__INPUT RECORDS__.
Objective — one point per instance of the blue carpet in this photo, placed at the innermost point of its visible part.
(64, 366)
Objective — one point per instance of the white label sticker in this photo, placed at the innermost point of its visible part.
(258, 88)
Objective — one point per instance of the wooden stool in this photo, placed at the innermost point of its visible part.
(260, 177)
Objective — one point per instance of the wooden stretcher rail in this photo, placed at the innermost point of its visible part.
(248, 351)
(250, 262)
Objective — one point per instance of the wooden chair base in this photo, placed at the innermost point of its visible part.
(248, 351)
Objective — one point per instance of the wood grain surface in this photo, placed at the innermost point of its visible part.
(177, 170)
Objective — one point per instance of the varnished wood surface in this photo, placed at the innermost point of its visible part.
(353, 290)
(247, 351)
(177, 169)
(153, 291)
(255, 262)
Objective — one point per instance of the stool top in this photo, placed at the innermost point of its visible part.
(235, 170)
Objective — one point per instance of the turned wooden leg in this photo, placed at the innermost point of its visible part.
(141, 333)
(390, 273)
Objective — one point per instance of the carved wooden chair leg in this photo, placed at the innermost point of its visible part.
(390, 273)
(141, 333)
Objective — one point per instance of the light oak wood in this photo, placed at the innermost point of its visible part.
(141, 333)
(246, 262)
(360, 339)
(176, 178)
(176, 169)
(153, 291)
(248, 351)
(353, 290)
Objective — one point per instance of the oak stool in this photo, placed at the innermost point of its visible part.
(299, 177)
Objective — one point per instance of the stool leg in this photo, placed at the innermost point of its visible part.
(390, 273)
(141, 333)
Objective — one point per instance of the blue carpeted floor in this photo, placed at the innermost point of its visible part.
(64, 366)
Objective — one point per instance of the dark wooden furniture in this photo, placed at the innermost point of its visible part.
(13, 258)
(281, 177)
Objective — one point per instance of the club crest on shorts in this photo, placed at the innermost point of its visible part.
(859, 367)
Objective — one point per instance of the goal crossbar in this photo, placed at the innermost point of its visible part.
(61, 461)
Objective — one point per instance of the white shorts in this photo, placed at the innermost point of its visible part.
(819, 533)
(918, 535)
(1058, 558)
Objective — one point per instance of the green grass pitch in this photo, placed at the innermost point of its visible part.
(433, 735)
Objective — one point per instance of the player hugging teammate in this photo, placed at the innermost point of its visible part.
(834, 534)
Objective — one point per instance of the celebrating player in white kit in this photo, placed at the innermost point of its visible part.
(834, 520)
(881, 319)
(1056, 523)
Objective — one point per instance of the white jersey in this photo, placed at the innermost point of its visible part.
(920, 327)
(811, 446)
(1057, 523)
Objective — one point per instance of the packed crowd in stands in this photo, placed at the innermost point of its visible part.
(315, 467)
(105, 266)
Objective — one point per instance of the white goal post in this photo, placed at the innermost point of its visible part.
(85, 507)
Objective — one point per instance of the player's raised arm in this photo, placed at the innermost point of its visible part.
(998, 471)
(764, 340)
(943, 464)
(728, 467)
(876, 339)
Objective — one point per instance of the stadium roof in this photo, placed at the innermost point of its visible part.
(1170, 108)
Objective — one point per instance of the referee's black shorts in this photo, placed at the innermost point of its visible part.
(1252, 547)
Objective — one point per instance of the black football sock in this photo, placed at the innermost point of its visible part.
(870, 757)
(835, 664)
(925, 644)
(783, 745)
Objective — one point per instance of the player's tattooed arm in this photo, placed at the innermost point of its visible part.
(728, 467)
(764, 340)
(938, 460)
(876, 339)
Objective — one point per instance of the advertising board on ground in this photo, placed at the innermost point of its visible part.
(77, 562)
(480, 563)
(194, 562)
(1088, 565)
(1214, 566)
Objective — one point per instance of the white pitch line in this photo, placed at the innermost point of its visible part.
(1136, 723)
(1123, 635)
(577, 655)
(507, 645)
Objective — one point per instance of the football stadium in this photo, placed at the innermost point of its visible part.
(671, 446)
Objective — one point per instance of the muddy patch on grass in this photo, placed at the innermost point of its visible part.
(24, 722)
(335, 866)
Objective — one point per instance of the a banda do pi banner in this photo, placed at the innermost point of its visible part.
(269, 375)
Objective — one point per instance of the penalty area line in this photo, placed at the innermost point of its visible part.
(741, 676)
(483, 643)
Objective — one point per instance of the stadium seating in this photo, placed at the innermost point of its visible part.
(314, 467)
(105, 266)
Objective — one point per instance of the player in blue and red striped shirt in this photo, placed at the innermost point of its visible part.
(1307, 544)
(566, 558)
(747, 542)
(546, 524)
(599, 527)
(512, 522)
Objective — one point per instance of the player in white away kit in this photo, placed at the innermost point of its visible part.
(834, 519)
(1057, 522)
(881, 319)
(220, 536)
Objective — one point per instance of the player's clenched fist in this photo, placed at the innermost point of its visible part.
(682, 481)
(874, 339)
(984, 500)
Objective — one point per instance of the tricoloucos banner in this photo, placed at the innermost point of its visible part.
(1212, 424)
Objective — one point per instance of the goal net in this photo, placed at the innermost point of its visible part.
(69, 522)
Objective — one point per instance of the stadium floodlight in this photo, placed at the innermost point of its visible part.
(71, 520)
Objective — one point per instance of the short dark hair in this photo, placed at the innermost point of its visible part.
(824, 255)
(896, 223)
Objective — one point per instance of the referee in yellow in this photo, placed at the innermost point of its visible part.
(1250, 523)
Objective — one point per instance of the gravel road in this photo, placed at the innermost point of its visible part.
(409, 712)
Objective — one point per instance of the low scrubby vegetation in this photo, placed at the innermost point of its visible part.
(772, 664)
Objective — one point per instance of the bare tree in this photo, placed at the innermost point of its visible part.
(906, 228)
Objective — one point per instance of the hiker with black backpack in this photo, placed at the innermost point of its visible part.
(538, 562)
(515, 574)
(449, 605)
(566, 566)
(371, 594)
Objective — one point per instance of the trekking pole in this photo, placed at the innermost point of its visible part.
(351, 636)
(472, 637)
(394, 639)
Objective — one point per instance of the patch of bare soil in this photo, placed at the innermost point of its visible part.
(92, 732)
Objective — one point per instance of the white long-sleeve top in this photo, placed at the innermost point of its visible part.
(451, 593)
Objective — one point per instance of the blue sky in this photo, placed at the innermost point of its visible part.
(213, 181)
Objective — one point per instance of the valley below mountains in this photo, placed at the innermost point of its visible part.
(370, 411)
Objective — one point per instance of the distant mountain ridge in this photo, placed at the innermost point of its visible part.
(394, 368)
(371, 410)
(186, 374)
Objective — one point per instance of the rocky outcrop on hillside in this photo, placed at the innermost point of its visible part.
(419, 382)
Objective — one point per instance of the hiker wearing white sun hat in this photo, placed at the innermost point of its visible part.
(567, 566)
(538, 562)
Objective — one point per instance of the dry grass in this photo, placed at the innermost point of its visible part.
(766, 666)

__EXERCISE__.
Return every line above unchanged, from first to last.

__SOLUTION TO THIS TASK__.
Objective — one point per instance of the blue carpet in this photo, placed at the innermost point of its visible part.
(64, 366)
Objective — one point per instance of the white label sticker in this photo, placed at the innermost point of its visible part.
(258, 88)
Objective — one point per instance of the wooden stool in this photo, placed at the innermost point of its visible part.
(260, 177)
Objective — one point per instance of the wooden stretcher rail in this photo, placed at the innermost point of its visible part.
(248, 351)
(250, 262)
Objective — one point per instance of the wooden chair base in this photo, placed at the innermost point of its visible part.
(248, 351)
Objective — one point per instance of the wood grain surface in this photo, placed at the innermost point of its visible part.
(177, 170)
Objective — one point per instance of the varnished wood surface in this photo, placed at the innermost point of its visible part.
(353, 290)
(247, 351)
(177, 169)
(153, 291)
(255, 262)
Objective — one point per instance of the stool top in this photo, placed at the innermost point of its visible part.
(235, 170)
Objective — one point per instance of the turned wooden leg in this photo, placed at the innermost point of its visible part.
(141, 333)
(390, 273)
Objective — one point per instance of the carved wooden chair leg in this photo, placed at the innermost point of its visible part.
(390, 273)
(141, 333)
Objective — one point per instance of the light oak wood in this photo, placed at the innermost point of its visible part.
(141, 333)
(246, 262)
(360, 339)
(176, 178)
(176, 169)
(153, 291)
(248, 351)
(353, 290)
Objective — one point per instance of the oak stool in this photo, placed at the innermost point of its visible part.
(299, 177)
Objective — one point per instance of the stool leg in this photo, placed at the innermost point of its visible part.
(390, 273)
(141, 333)
Objective — one point per instance of the blue carpeted floor in this photo, placed at the innermost point of its visible part.
(64, 366)
Objective — one point per instance of the dark wooden furniture in this photo, placed at the innermost point of its visible part.
(13, 258)
(281, 177)
Objective — one point per instance of the club crest on shorts in this photo, placed at the innermost point of its visible part.
(859, 367)
Objective — one point per instance of the goal crossbar in this photo, placed at the innermost point of its visible part.
(61, 461)
Objective — one point per instance of the white shorts in this photo, placed at the innermost point of its visible part.
(819, 533)
(918, 535)
(1058, 558)
Objective — one point per instance of the green grass pitch in this photo, placed at the innermost point of its visible part.
(433, 735)
Objective — one point per instance of the player hugging teammate in this photo, placed at the innermost point of its visible part.
(834, 534)
Objective — one point per instance of the celebrating player in white kit in this photo, placed at the innermost point of its visible part.
(834, 520)
(881, 319)
(1056, 523)
Objective — one point per instance of the white jersey in this photo, placed at the innermost point of its visible part.
(920, 327)
(811, 446)
(1057, 523)
Objective — one point per instance of the packed crowd in stands in this photo, placed at the innermost point of its visible part.
(315, 467)
(105, 266)
Objective — one point per instance of the white goal post in this photo, placed at the innermost point of its visible part.
(85, 507)
Objective — one point per instance of the player's raised arm in this photo, placed at the innermost point of its visible part.
(998, 471)
(764, 340)
(943, 464)
(728, 467)
(876, 339)
Objective — one point per instance of the stadium roof in this photo, placed at the innermost point of its visible part.
(1170, 108)
Objective — one point per instance of the referee's black shorts in this photo, placed at the innermost point of its visible part.
(1252, 547)
Objective — one point per instance of the black football sock in this photo, placed at the innermost point of its visible part.
(870, 757)
(835, 664)
(925, 644)
(783, 745)
Objective — one point per instance of the player's tattooed arm in this photo, placed at the innermost point of its visible part.
(728, 467)
(764, 340)
(938, 460)
(876, 339)
Objective — one point per instance of the advertising board on ground in this photo, placed at the innermost point of its visible part.
(77, 562)
(480, 563)
(194, 562)
(1088, 565)
(1214, 566)
Objective — one point per instance of the white pitch line in this photo, placed at the innermost point of its visible part.
(1136, 723)
(1123, 635)
(577, 655)
(507, 645)
Objective — one point per instance of the football stadium in this photo, placed at the innermost point of its visible part.
(671, 446)
Objective — one point per instance of the muddy patch on grass in this photo, placed at the innermost point of its visible part.
(24, 722)
(335, 866)
Objective — one point per instance of the a banda do pi banner in this photo, placed at the innermost point of its visible part.
(269, 375)
Objective — one point per instance of the penalty area line in this photo, placed at the innermost point of its visible part.
(741, 676)
(483, 643)
Objective — one point per instance of the stadium seating in this photo, placed at the innermost point of its visible part.
(314, 467)
(105, 266)
Objective — one point per instance of the player in blue and red striped shirt in this photo, placed at the innermost point of its visible part.
(1307, 544)
(566, 558)
(747, 542)
(546, 524)
(599, 527)
(512, 522)
Objective — one point per instance of the player in white away kit in this photo, placed at the innermost point of its visible part.
(834, 519)
(1057, 522)
(881, 319)
(220, 536)
Objective — one point per instance of the player's clenched fist in this photo, placed at the innermost point of its visible part.
(682, 481)
(874, 339)
(984, 500)
Objective — one point per instance of the tricoloucos banner in this photo, placed at the innermost point of its visible part.
(1212, 424)
Objective — one point per instance of the goal net in this photo, placed at the innermost point of its visible part.
(69, 522)
Objective — one point per instance of the stadium floodlight in this photo, placed at the innermost point of its visible part.
(71, 520)
Objective — one point per instance of the short dark hair in this photo, placed at the innermost point of its visible part.
(824, 255)
(896, 223)
Objective — one point per instance of the referee in yellow in this photo, placed at the innermost point of its visible part.
(1250, 523)
Objective — one point per instance of the gravel road in this photo, placed at the innermost point of its visible part.
(409, 712)
Objective — one point per instance of the low scrubby vegetation in this photo, placed at the innermost point of its visible part.
(772, 664)
Objective — one point per instance of the bare tree in this photo, placed at the innermost point of its visible part.
(906, 228)
Objective — one point per instance of the hiker with black backpack in this photo, placed at the innermost point of its visible part.
(538, 562)
(515, 574)
(449, 605)
(566, 566)
(371, 594)
Objective — one point per instance of the trekking pole in this photo, placed at the innermost point of its visible part.
(351, 636)
(472, 637)
(394, 639)
Objective — one point per instance of the patch of bare soil in this photo, placed at the innermost point of its visible part.
(92, 732)
Objective — one point per instance of the white long-sleeve top in this photo, placed at the innermost point of its visible part.
(451, 593)
Objective — one point per instance of the blue sky in this photo, placed at the innermost point of its visible part.
(213, 181)
Objective — one point per instance of the valley below mountains in this photo, placed at the innermost point of its visible part.
(370, 411)
Objective — one point per instance of the distant mountain ridge in this photo, placed at the innermost point of its visible part.
(394, 368)
(371, 410)
(186, 374)
Objective — one point per instance of the rocky outcrop on hillside in this photo, placed at the innermost point of its visible part.
(419, 382)
Objective — one point per instance of the hiker wearing white sun hat in this photo, placed at the innermost point of its visible part.
(567, 566)
(538, 562)
Objective — one point per instance of the dry grass in this photo, placed at the innermost point of its visible part.
(766, 666)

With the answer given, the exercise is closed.